> **QUOTED TEXT**:
== == ==
EV charger connectors have been regionally standardized to support current charging technologies. In the future, AC charging Level 1 and Level 2 connectors are expected to continue to be used. But to get higher-power DC charging to support XFC and other technologies, connector technology needs to change. One proposal being pursued is the addition of liquid cooling in the cable and connector to enable existing DC fast charging connector formats to support higher power levels without overheating. In addition, SAE recently introduced the J3105 standard that defines charging interfaces for heavy-duty vehicles. J3105 not only anticipates charging rates over 1MW is also supports new connection mechanisms, including pantograph, cross rail, and pin-and-socket connections. Pantograph and cross rail connections are expected to support the opportunity charging of large EVs. In addition, wireless charging technologies are being developed for all types of EV charging applications, including opportunity charging.
== == ==
> **MATERIAL SHOWN**:
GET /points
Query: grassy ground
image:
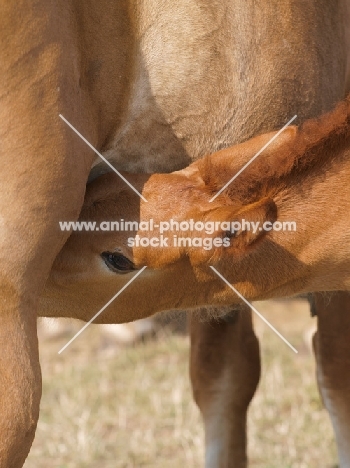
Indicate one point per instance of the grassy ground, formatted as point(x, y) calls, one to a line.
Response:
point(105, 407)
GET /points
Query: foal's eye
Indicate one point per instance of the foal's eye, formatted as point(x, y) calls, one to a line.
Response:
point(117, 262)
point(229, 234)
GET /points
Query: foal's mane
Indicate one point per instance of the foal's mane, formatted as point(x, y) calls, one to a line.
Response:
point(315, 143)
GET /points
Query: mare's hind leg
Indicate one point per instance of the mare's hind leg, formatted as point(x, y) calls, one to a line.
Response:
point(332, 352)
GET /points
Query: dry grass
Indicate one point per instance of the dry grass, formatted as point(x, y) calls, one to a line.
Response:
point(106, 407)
== == ==
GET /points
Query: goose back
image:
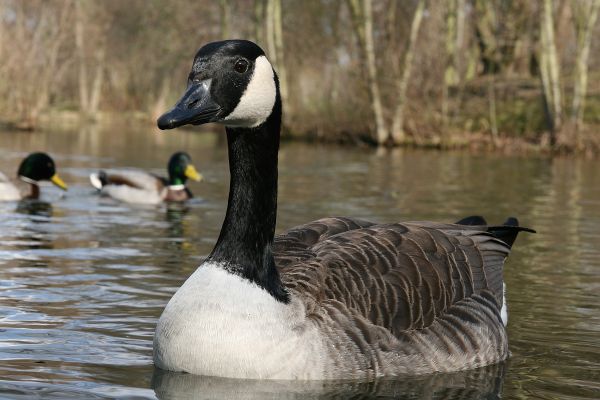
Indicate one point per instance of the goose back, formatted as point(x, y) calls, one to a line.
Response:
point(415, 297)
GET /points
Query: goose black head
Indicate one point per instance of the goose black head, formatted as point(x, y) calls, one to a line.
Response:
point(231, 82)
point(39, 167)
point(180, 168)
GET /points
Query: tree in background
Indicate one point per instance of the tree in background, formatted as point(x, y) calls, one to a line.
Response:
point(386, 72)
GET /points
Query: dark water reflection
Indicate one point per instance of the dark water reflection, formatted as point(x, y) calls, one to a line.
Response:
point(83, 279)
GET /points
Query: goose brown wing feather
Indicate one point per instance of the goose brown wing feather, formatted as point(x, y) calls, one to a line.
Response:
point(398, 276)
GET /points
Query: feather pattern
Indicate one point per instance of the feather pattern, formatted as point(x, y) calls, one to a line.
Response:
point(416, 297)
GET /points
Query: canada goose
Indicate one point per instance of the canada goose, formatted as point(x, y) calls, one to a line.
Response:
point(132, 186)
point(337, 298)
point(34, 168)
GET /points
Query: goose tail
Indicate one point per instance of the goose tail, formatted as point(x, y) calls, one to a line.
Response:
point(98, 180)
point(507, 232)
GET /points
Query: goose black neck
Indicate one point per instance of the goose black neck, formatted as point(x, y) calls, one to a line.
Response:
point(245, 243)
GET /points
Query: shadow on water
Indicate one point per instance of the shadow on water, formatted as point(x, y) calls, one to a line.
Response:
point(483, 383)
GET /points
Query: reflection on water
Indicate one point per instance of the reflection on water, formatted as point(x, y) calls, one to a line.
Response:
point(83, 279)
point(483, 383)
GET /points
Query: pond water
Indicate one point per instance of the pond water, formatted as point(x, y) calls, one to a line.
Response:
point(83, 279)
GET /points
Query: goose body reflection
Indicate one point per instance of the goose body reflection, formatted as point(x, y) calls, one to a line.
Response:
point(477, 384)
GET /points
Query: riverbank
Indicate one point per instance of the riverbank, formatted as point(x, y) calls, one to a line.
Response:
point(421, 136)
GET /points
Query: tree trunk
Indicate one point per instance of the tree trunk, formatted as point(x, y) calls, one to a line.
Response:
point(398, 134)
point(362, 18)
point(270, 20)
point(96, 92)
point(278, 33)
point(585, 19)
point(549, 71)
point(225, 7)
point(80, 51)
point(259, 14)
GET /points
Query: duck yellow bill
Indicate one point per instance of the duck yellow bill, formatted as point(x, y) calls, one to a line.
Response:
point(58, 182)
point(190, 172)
== == ==
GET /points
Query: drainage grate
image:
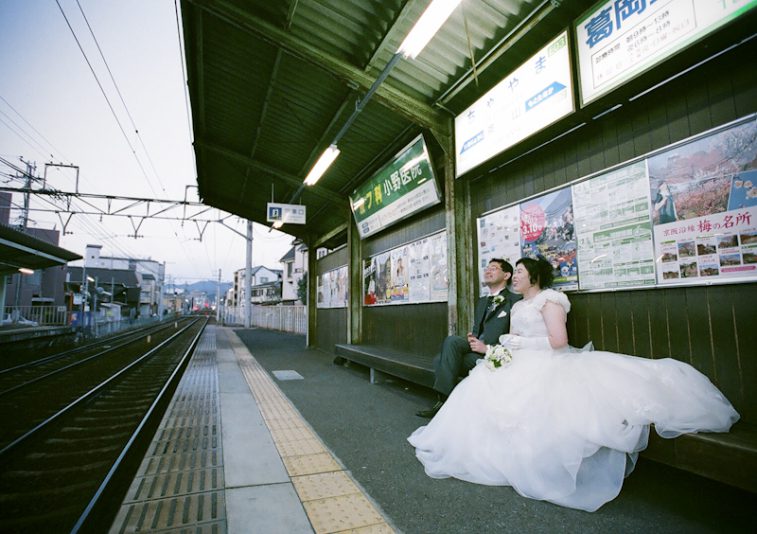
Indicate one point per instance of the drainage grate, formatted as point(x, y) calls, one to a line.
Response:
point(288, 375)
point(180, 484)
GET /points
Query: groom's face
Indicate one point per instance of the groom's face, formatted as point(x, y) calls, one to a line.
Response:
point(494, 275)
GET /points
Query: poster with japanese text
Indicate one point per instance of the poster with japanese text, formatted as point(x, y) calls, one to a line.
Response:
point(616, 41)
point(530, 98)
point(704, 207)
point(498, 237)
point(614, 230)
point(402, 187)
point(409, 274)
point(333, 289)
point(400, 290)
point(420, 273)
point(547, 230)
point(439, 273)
== == ==
> **STATED PROBLEM**:
According to the passage on EV charger connectors, which standard did SAE recently introduce to define charging interfaces for heavy-duty vehicles? The records bear no relation to the passage on EV charger connectors.

> **WRITTEN SOLUTION**:
The J3105 standard.